Saved entries:
• • •
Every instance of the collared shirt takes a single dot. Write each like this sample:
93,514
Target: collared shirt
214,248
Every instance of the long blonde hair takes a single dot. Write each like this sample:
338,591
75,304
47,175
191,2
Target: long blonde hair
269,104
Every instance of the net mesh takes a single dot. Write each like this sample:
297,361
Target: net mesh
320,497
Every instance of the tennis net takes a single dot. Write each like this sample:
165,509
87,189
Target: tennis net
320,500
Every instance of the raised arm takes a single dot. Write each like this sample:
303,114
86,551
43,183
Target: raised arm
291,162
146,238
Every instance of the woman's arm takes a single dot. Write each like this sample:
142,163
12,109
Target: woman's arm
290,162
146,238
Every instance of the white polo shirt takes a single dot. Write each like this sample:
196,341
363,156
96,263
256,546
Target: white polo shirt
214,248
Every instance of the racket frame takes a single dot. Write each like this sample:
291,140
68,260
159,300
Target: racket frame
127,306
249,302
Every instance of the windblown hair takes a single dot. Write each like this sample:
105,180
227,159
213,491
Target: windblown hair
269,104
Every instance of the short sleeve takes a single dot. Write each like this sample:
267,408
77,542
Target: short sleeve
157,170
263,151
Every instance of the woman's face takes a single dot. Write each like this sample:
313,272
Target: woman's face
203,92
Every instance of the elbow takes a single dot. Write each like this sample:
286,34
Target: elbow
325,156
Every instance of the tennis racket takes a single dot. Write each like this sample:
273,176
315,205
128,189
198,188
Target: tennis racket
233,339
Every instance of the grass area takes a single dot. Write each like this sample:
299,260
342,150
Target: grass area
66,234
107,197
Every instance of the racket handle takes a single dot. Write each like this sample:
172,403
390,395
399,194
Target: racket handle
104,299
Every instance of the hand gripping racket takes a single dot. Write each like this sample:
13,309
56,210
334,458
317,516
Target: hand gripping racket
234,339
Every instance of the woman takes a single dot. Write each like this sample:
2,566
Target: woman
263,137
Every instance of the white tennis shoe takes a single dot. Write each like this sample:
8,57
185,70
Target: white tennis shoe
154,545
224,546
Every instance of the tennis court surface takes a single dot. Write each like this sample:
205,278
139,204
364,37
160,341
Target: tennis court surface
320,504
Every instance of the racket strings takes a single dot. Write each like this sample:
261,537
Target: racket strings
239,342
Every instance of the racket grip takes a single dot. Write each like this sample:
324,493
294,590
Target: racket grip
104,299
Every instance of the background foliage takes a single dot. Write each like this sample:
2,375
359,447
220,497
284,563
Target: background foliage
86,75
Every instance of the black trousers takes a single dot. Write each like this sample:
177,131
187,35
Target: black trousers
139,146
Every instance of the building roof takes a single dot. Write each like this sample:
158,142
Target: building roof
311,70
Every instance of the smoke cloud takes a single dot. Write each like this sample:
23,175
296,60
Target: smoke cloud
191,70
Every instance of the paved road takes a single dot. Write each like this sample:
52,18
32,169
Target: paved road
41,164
• • •
Requirement: Reproduce all the records shown above, unchanged.

Solution to this problem:
Every instance of the collared shirt takes a single dot. Write each like this sample:
93,514
Target: collared shirt
214,248
Every instance of the long blonde hair takes a single dot. Write each like this sample:
338,591
75,304
47,175
191,2
Target: long blonde hair
269,104
Every instance of the net mesh takes a single dot. Write each like this sample:
297,361
Target: net mesh
320,497
Every instance of the tennis net takes a single dot. Write each like this sample:
165,509
87,189
Target: tennis net
320,500
Every instance of the raised arm takes a single dot. Write each like this sample:
303,114
86,551
43,183
Target: raised arm
291,162
146,238
Every instance of the woman's arm takes a single dot. Write each like this sample:
142,163
12,109
Target: woman's arm
290,162
146,238
Every instance of the white polo shirt takes a single dot. Write each like this sample:
196,341
363,156
96,263
256,546
Target: white polo shirt
214,248
Every instance of the racket frame takes a single dot. Write each like this sample:
291,140
68,260
159,300
Target: racket frame
127,306
249,302
Every instance of the windblown hair takes a single dot. Write each like this sample:
105,180
227,159
213,491
Target: windblown hair
269,104
Every instance of the short sleeve takes a single dot. Write each like this sample:
267,408
77,542
Target: short sleeve
157,170
263,151
Every instance of the woman's face takes a single dot. Write each like this sample:
313,272
Target: woman's face
203,92
Every instance of the elbow takes a single dot. Write each like this sample:
286,34
Target: elbow
325,156
Every instance of the tennis racket takes a single dot. Write each like this sample:
273,176
315,205
128,189
198,188
Target: tennis racket
233,339
Every instance of the grass area takes a single dot. Write each like this sample:
299,260
342,150
Target: grass area
66,234
107,197
Every instance of the racket handle takes a single dot. Write each like this sample:
172,403
390,395
399,194
Target: racket handle
104,299
Every instance of the hand gripping racket takes a single dot. Write each like this sample:
13,309
56,210
334,458
317,516
Target: hand gripping racket
234,339
Every instance of the woman takes a single dot. Write each like this sample:
2,566
Target: woman
263,137
Every instance of the white tennis shoe takes a single dot. Write each like this sample:
8,57
185,70
Target: white tennis shoe
154,545
224,546
Every instance of the tennis court surface takes a single dot. Write each like this sample:
205,278
139,204
364,37
160,341
Target: tennis court surface
320,504
Every instance of the racket strings takes a single dot. Write each like this sample:
261,537
Target: racket strings
239,342
Every instance of the racket grip takes a single dot. Write each like this sample:
324,493
294,590
Target: racket grip
104,299
Every instance of the background foliage takes a single dot. Write each like this sample:
2,375
359,447
220,497
284,563
Target: background foliage
86,75
Every instance of the black trousers takes a single dot. Write each like this sample:
177,131
187,35
Target: black trousers
139,146
Every instance of the building roof takes a single dot. Write each like this sample:
158,142
Target: building roof
311,70
Every instance of the smoke cloud takes a single dot. Write each like this sample:
23,175
296,60
Target: smoke cloud
191,70
Every instance of the paved road takes a single dot. Write each like this sample:
52,18
32,169
Target: paved road
41,164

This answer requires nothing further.